_INSTRUCTIONS FOR THE TASK:_
A faithful copy of the data below is required, leaving out every picture.

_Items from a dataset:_

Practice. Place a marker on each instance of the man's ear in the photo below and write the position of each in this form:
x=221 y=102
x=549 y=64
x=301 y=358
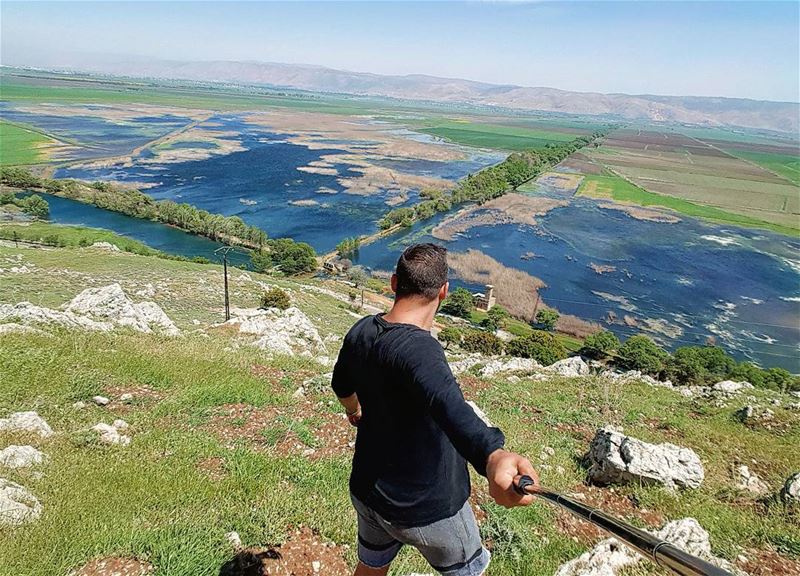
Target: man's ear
x=443 y=291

_REPLY:_
Practice. Place a marker on each instance of the man's ear in the photo below and write the position of each in this form:
x=221 y=102
x=549 y=64
x=301 y=358
Target: man's ear
x=443 y=291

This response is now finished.